• **AIM**:
Edit the lines below so that every "dead leaf" becomes "fallen leaf", and leave everything else unchanged.

• **RECORDS TO PROCESS**:
▼▼▼

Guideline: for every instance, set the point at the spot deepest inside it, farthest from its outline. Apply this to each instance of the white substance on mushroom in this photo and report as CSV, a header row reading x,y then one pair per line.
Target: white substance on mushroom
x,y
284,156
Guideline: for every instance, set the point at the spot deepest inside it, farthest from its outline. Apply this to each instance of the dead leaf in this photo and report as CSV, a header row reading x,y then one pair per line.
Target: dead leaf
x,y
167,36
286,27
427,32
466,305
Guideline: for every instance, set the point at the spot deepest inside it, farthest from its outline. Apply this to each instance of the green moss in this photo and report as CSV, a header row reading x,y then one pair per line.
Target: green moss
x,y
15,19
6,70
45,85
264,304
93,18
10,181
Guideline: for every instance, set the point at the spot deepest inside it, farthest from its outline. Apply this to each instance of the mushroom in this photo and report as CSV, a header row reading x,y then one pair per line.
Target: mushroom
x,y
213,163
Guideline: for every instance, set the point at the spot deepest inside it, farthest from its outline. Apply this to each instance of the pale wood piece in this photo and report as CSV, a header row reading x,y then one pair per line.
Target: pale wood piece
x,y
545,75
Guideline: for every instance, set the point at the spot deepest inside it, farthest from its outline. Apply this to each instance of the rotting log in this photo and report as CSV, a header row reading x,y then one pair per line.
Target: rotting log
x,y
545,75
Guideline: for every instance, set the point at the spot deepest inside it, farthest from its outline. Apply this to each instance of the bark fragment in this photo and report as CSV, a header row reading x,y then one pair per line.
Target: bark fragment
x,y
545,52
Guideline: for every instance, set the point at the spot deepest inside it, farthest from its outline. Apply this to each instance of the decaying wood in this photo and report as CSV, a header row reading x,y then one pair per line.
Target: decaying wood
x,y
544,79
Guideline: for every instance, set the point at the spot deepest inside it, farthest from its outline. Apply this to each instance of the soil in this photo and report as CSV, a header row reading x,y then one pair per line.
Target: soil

▲▲▲

• **FULL SOLUTION**:
Guideline: for every instance, set the point at the spot deepest inside it, farthest from its outline. Apply this to each instance of the white substance on mushroom in this photo and report as CSV, a header row reading x,y then one pair per line.
Target: white substance on mushroom
x,y
284,156
Guideline: for every instance, set the point at the spot deepest inside it, farthest from its outline. Apply this to each instance of the fallen leaf in this photo and report as CSV, a header row reading x,y then one pair per line.
Target: fallen leaf
x,y
167,36
286,27
427,32
466,305
Guideline: for every instance, set the point at the spot deepest inside it, farthest from its outline. Apply this to each instance of the green moss in this photo and report as CSV, a header row reading x,y then one pair per line.
Target: green moss
x,y
15,19
6,70
45,85
264,304
93,18
10,181
Guideline: for every instance, set the point at the spot deepest inside it, farthest from its outline. Apply this to each instance of the mushroom in this photo and report as CSV, a header row reading x,y then one pair per line.
Target: mushroom
x,y
213,163
Guideline: for every instance, set the point at the spot deepest inside it, farthest from its outline. Apply this to each instance of the pale wood piece in this photo and report as CSV, a header row reading x,y then one pair per line.
Target: pale wood piece
x,y
545,75
Guideline: for every instance, set the point at the spot deepest inside it, farthest from its outline. Apply this to each instance of the rotting log in this photo and report as CSV, a header row reading x,y then one pair per line.
Target: rotting log
x,y
545,75
Guideline: for every instance, set the point at the spot deepest inside it, farthest from its outline. Apply this to each instance of the bark fragment in this photo and report as CSV, a header row reading x,y then one pair per line.
Target: bark fragment
x,y
545,52
Guideline: for every instance, set the point at the spot deepest inside it, farthest from its outline. Apply this to each instance of the decaying wood in this photo and report as CSV, a header row reading x,y then one pair per line.
Target: decaying wood
x,y
544,79
Guideline: for every instance, set the point at the spot deepest inside it, farthest from its outline. Apply this to each instance of the soil in this photo and report as CSV, a header row reading x,y then one pair per line.
Target: soil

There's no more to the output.